▸ **Task instructions**
a: In the swimming notice, list each full sentence below the headline that contains the word "diarrhea".
b: Reproduce the swimming notice word for word from "Tuesday, June 26, 2012" to "thoroughly before swimming.".

▸ **Text**
Tuesday, June 26, 2012
Oxford County Public Health and Emergency Services
Swimming and Diarrhea Don’t Mix
Don’t swim if you have diarrhea: it may sound like common sense, but swallowing water contaminated with feces is still a leading cause of recreational water illness from visits to pools and beaches.
Oxford County Public Health & Emergency Services is reminding people about the risks of swimming with diarrhea as part of its yearly campaign on recreational water illness. The campaign features “Swimming and diarrhea don’t mix” and “Wash your baby” posters at public pools to remind people to stay out of the pool if they have diarrhea and to wash babies thoroughly before swimming.
Diarrhea presents a risk to other swimmers because it takes only trace amounts of fecal matter to make others sick. Some of these germs live only minutes and some survive for days, even in swimming pools with good filtration and disinfection systems.

▸ **Dataset extract**
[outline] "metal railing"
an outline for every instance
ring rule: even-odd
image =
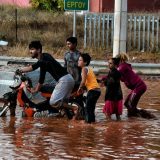
[[[127,50],[160,50],[160,17],[128,14]],[[113,46],[114,14],[85,14],[84,47]]]

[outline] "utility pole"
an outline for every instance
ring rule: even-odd
[[[127,42],[127,0],[115,0],[113,57],[126,53]]]

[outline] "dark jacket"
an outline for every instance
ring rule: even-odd
[[[121,74],[116,68],[109,71],[108,76],[104,81],[106,86],[105,101],[117,101],[123,99],[120,78]]]

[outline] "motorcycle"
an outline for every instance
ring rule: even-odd
[[[9,86],[11,91],[5,93],[3,98],[0,98],[2,106],[0,107],[0,116],[5,116],[7,111],[10,110],[10,115],[15,116],[15,109],[18,105],[22,107],[22,117],[67,117],[72,119],[84,119],[84,107],[82,104],[85,103],[85,96],[83,102],[77,100],[75,89],[72,95],[67,99],[67,103],[70,108],[64,108],[61,105],[59,108],[53,108],[49,104],[49,99],[54,90],[54,85],[46,84],[41,87],[41,96],[45,98],[44,101],[35,103],[32,100],[32,80],[25,74],[22,74],[19,70],[15,72],[13,77],[14,85]],[[74,108],[77,108],[77,112],[74,112]]]

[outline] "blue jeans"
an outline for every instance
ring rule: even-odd
[[[87,93],[85,106],[85,122],[87,123],[95,122],[95,107],[100,94],[99,90],[90,90]]]

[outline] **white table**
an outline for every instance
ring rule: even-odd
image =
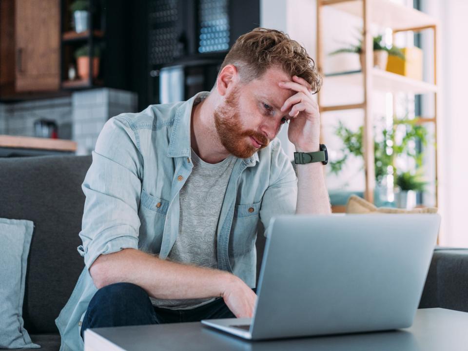
[[[85,351],[451,351],[468,350],[468,313],[418,310],[411,328],[346,335],[251,342],[199,322],[88,329]]]

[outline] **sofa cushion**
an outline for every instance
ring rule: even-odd
[[[81,271],[84,195],[81,185],[91,156],[0,158],[0,217],[27,218],[35,224],[23,308],[31,334],[58,332],[55,319]]]
[[[0,218],[0,349],[39,347],[31,342],[22,316],[34,228],[31,221]]]
[[[359,197],[351,195],[346,204],[346,213],[353,214],[435,214],[436,207],[415,208],[412,210],[394,208],[393,207],[377,207],[373,204]]]
[[[40,351],[58,351],[60,335],[58,334],[39,334],[31,335],[33,341],[40,345]],[[9,351],[19,351],[23,349],[14,349]]]

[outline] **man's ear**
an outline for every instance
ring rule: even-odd
[[[239,80],[239,72],[235,66],[228,64],[223,67],[216,79],[216,89],[221,96],[224,96],[228,90],[232,90]]]

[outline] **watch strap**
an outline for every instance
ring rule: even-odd
[[[325,162],[327,159],[325,157],[325,151],[315,151],[312,153],[294,153],[294,161],[298,164],[305,164],[316,162]]]

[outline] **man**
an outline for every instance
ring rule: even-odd
[[[289,122],[297,151],[319,151],[321,83],[297,42],[257,28],[211,92],[107,122],[82,185],[86,267],[56,321],[61,350],[82,349],[87,328],[252,316],[259,219],[331,212],[322,163],[296,178],[275,139]]]

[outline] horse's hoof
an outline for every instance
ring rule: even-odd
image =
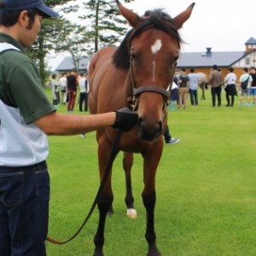
[[[131,218],[131,219],[137,218],[137,212],[136,212],[136,210],[133,209],[133,208],[127,209],[126,216],[129,218]]]

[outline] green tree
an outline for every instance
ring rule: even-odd
[[[53,8],[59,13],[69,13],[78,10],[78,5],[65,5],[72,0],[46,0],[45,4],[50,8]],[[59,19],[59,18],[58,18]],[[37,40],[33,45],[27,49],[28,55],[38,65],[42,82],[44,84],[47,80],[49,72],[47,71],[47,63],[45,56],[51,49],[54,49],[54,45],[50,43],[50,38],[56,37],[59,33],[54,26],[57,22],[58,19],[46,19],[43,21],[41,26],[41,31],[37,38]]]
[[[125,0],[131,3],[134,0]],[[88,51],[96,52],[100,48],[115,45],[121,36],[126,33],[126,20],[119,15],[116,2],[113,0],[89,0],[84,3],[87,14],[79,16],[86,21],[86,32],[90,43]],[[85,22],[84,22],[85,23]]]

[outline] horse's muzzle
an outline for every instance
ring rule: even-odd
[[[146,141],[153,141],[162,135],[163,124],[161,121],[148,124],[139,117],[137,120],[138,137]]]

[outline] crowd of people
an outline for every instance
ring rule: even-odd
[[[52,90],[53,104],[55,108],[59,104],[67,104],[67,112],[74,110],[77,89],[79,90],[79,111],[88,111],[88,93],[89,93],[89,80],[87,79],[88,73],[84,72],[78,75],[75,69],[68,74],[65,72],[61,74],[59,79],[55,73],[52,74],[49,86]]]
[[[190,73],[186,73],[185,68],[181,68],[176,74],[172,81],[172,86],[170,86],[170,102],[171,110],[175,110],[175,102],[177,109],[188,108],[188,97],[189,96],[191,106],[198,105],[198,87],[199,75],[195,73],[195,69],[190,68]],[[238,106],[256,106],[256,69],[254,67],[250,68],[244,67],[243,73],[237,78],[234,73],[234,68],[229,68],[229,73],[223,78],[221,70],[217,65],[213,65],[208,77],[207,84],[211,87],[212,106],[221,107],[221,95],[223,90],[225,91],[227,103],[225,107],[233,107],[235,96],[240,94]],[[251,97],[253,96],[253,102]],[[246,99],[246,102],[244,102]]]
[[[68,74],[65,84],[65,75],[60,79],[52,76],[55,107],[44,90],[39,72],[26,48],[32,45],[43,20],[57,16],[58,13],[41,0],[6,0],[0,4],[0,255],[3,256],[46,255],[50,197],[47,136],[84,134],[108,126],[128,131],[137,122],[137,113],[128,108],[88,115],[56,112],[60,88],[61,101],[66,103],[65,88],[70,98],[75,97],[78,78]],[[68,100],[67,111],[73,109],[73,102],[74,99]]]

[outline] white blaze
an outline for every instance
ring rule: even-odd
[[[151,46],[151,50],[153,54],[156,54],[162,47],[162,42],[157,39],[154,44]]]
[[[152,53],[155,55],[158,51],[160,51],[161,47],[162,47],[161,40],[157,39],[154,42],[154,44],[151,46]],[[152,76],[153,76],[152,79],[153,79],[153,81],[154,81],[154,79],[155,79],[155,67],[156,67],[155,62],[153,61],[152,62],[152,68],[153,68],[153,70],[152,70]]]

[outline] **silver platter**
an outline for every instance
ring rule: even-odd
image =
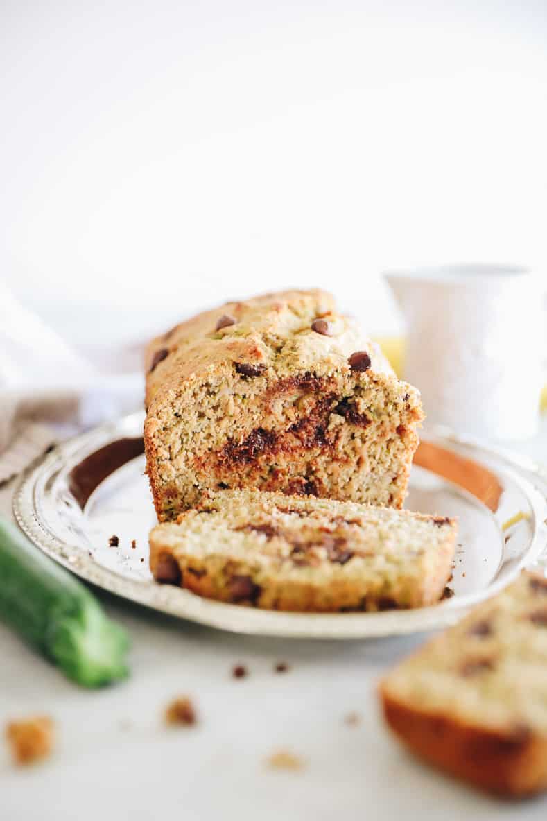
[[[522,567],[543,566],[545,471],[526,458],[444,432],[422,438],[407,502],[411,510],[458,518],[453,595],[440,603],[375,613],[284,613],[213,602],[159,585],[148,566],[148,533],[156,520],[144,475],[142,425],[143,415],[134,414],[59,445],[23,477],[13,511],[34,544],[60,564],[155,610],[235,633],[396,635],[450,624]],[[109,545],[113,534],[117,547]]]

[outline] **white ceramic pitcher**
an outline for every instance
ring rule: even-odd
[[[407,324],[404,378],[426,425],[494,439],[533,436],[542,382],[543,292],[527,268],[384,273]]]

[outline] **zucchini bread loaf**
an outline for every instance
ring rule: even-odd
[[[439,516],[227,490],[152,530],[150,568],[158,581],[266,609],[416,608],[444,591],[455,539]]]
[[[388,724],[432,764],[508,796],[547,788],[547,579],[522,573],[380,694]]]
[[[401,507],[419,392],[321,291],[232,302],[154,340],[145,447],[158,517],[251,488]]]

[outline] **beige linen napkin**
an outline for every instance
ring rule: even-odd
[[[0,484],[55,441],[137,409],[142,376],[131,353],[103,351],[94,364],[0,284]]]

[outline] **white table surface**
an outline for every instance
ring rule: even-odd
[[[522,452],[547,461],[547,424]],[[12,486],[0,489],[11,515]],[[506,804],[407,754],[382,724],[376,684],[424,636],[352,642],[246,638],[163,617],[112,597],[133,649],[125,683],[86,691],[0,625],[0,725],[46,713],[54,754],[16,768],[0,742],[1,821],[411,821],[545,819],[547,797]],[[286,673],[274,665],[284,661]],[[248,677],[234,679],[234,664]],[[165,705],[188,695],[191,728],[168,728]],[[361,723],[344,716],[356,711]],[[265,759],[287,750],[299,772]]]

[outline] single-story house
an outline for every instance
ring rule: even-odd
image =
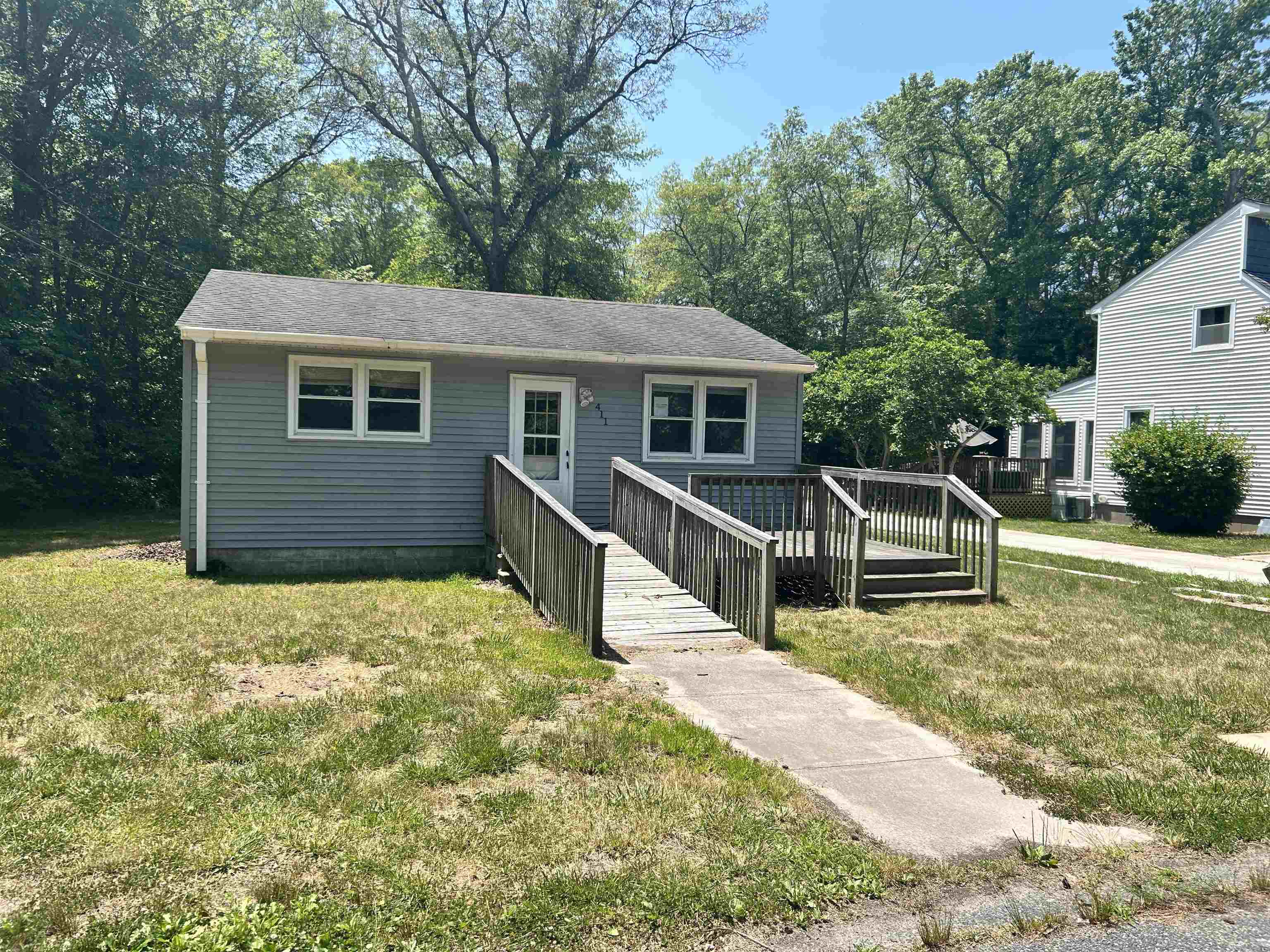
[[[1143,420],[1208,416],[1248,438],[1234,531],[1270,517],[1270,204],[1241,202],[1095,305],[1097,372],[1054,391],[1059,424],[1015,428],[1010,454],[1050,457],[1054,491],[1124,520],[1107,440]]]
[[[592,527],[613,456],[794,472],[815,368],[709,307],[225,270],[177,326],[192,571],[475,567],[489,454]]]

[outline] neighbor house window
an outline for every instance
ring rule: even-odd
[[[1054,479],[1076,476],[1076,423],[1054,424]]]
[[[1025,423],[1022,439],[1019,444],[1019,456],[1024,459],[1040,459],[1040,424]]]
[[[1085,481],[1093,480],[1093,420],[1085,421]]]
[[[292,354],[287,435],[427,442],[431,390],[427,362]]]
[[[1124,411],[1124,428],[1133,429],[1134,426],[1146,426],[1151,423],[1151,407],[1149,406],[1129,406]]]
[[[1234,305],[1213,305],[1195,308],[1194,349],[1228,348],[1234,343]]]
[[[753,462],[754,390],[748,378],[644,378],[644,458]]]
[[[302,363],[298,377],[296,428],[314,433],[353,433],[356,366]]]

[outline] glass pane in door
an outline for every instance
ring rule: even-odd
[[[560,393],[525,392],[525,458],[521,468],[535,480],[560,479]]]

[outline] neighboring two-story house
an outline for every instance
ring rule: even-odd
[[[1097,373],[1049,397],[1057,424],[1010,435],[1010,454],[1053,459],[1055,493],[1088,494],[1097,518],[1123,520],[1107,440],[1143,420],[1208,416],[1246,435],[1252,485],[1233,531],[1270,517],[1270,204],[1241,202],[1088,314]]]

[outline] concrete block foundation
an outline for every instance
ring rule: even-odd
[[[208,548],[210,569],[235,575],[432,575],[479,572],[484,546],[295,546],[278,548]],[[185,551],[193,572],[194,551]]]

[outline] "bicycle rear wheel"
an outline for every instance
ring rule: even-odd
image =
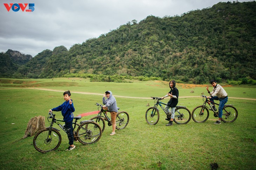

▸ **Solution list**
a:
- Don’t swim if you have diarrhea: it may sound like common sense, but swallowing water contaminated with feces is still a leading cause of recreational water illness from visits to pools and beaches.
- Oxford County Public Health & Emergency Services is reminding people about the risks of swimming with diarrhea as part of its yearly campaign on recreational water illness.
- The campaign features “Swimming and diarrhea don’t mix” and “Wash your baby” posters at public pools to remind people to stay out of the pool if they have diarrhea and to wash babies thoroughly before swimming.
- Diarrhea presents a risk to other swimmers because it takes only trace amounts of fecal matter to make others sick.

b:
Tuesday, June 26, 2012
Oxford County Public Health and Emergency Services
Swimming and Diarrhea Don’t Mix
Don’t swim if you have diarrhea: it may sound like common sense, but swallowing water contaminated with feces is still a leading cause of recreational water illness from visits to pools and beaches.
Oxford County Public Health & Emergency Services is reminding people about the risks of swimming with diarrhea as part of its yearly campaign on recreational water illness. The campaign features “Swimming and diarrhea don’t mix” and “Wash your baby” posters at public pools to remind people to stay out of the pool if they have diarrhea and to wash babies thoroughly before swimming.